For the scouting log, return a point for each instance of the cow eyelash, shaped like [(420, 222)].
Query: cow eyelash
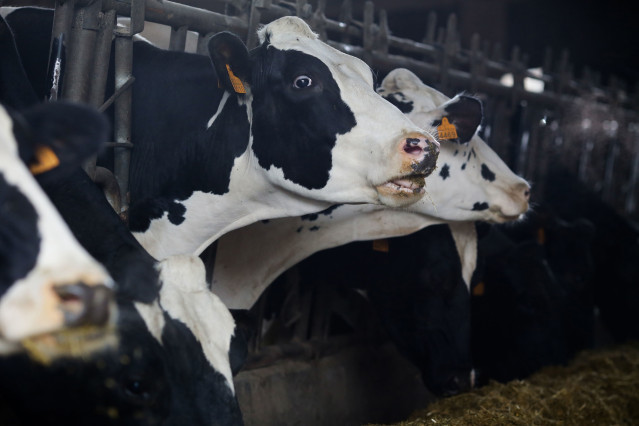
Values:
[(302, 82)]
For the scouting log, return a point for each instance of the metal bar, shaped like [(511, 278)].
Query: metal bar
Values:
[(178, 38), (103, 56), (122, 119), (80, 53)]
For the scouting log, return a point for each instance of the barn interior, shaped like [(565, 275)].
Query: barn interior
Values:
[(558, 83)]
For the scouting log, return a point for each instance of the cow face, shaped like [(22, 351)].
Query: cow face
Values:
[(48, 283), (171, 366), (472, 182), (318, 127)]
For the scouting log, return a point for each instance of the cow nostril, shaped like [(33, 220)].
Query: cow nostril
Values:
[(412, 149), (85, 305)]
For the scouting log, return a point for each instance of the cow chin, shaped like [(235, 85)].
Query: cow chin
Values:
[(76, 342), (394, 195)]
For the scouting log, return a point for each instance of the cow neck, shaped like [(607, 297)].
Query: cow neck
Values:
[(293, 240)]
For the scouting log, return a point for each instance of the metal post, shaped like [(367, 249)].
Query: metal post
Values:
[(80, 53), (178, 38)]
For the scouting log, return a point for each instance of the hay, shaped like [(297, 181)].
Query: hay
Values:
[(599, 387)]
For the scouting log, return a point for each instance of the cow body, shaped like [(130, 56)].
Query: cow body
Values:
[(308, 131), (176, 340), (49, 285), (474, 176)]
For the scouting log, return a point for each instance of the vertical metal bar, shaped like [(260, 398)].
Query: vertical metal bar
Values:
[(80, 53), (98, 80), (368, 42), (178, 38), (122, 119), (631, 199), (102, 59), (346, 16)]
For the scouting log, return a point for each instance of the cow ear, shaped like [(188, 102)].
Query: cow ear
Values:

Problem description: Set the pictures aside and reproduce the data above exactly.

Problem solution:
For the scouting log, return a point for each instance of the cow eyelash, shaped like [(420, 222)].
Query: cow eyelash
Values:
[(302, 82)]
For the scouting log, return a point for each instance of the metal bar, shaped like [(511, 278)].
Query: metal bar
Values:
[(178, 38), (103, 56), (122, 119), (80, 53)]
For the scouting log, return a point for each instance of the barn interior, shaped like [(565, 275)].
Query: barn interior
Values:
[(558, 83)]
For the scouting log, return a point for each instance of the cow face, shaped like [(22, 351)].
Query: cow face
Values:
[(48, 283), (171, 366), (472, 182), (318, 127)]
For the scouting log, return a point for each instance of the cow nostril, shaped like [(33, 220)].
Query: cow nostril
Values:
[(412, 149), (85, 305)]
For the scouting log, return a point for each instance of the cow chin, shaped like [(235, 85)].
Query: cow chin
Values:
[(76, 342), (394, 195)]
For the scouting log, return a point for each instance of the cow neck, shaped like [(607, 297)].
Query: cow neck
Values:
[(293, 240)]
For the scouting log, return a point for each instance of the metal post, shaped like [(367, 249)].
Query: metal post
Values:
[(80, 53), (178, 38)]
For the scouting log, return a point for each instance of the hay, shaped like [(297, 181)].
Query: hay
Values:
[(599, 387)]
For the scouting log, return a point for each instance of the cow body, shaped like [(130, 56)].
Query: cow body
Values:
[(308, 131), (176, 340), (49, 285), (474, 176)]
For the scouting log, return a point for each instance of the vertical metal bar, shaped like [(260, 398)].
Query: vertical metal bar
Values:
[(80, 53), (98, 80), (368, 42), (178, 38), (122, 119), (631, 199), (102, 59), (346, 16)]
For the scouting log, return a point for each instance of the cow ear, shaped like [(188, 102)].
Query: cow ear
Values:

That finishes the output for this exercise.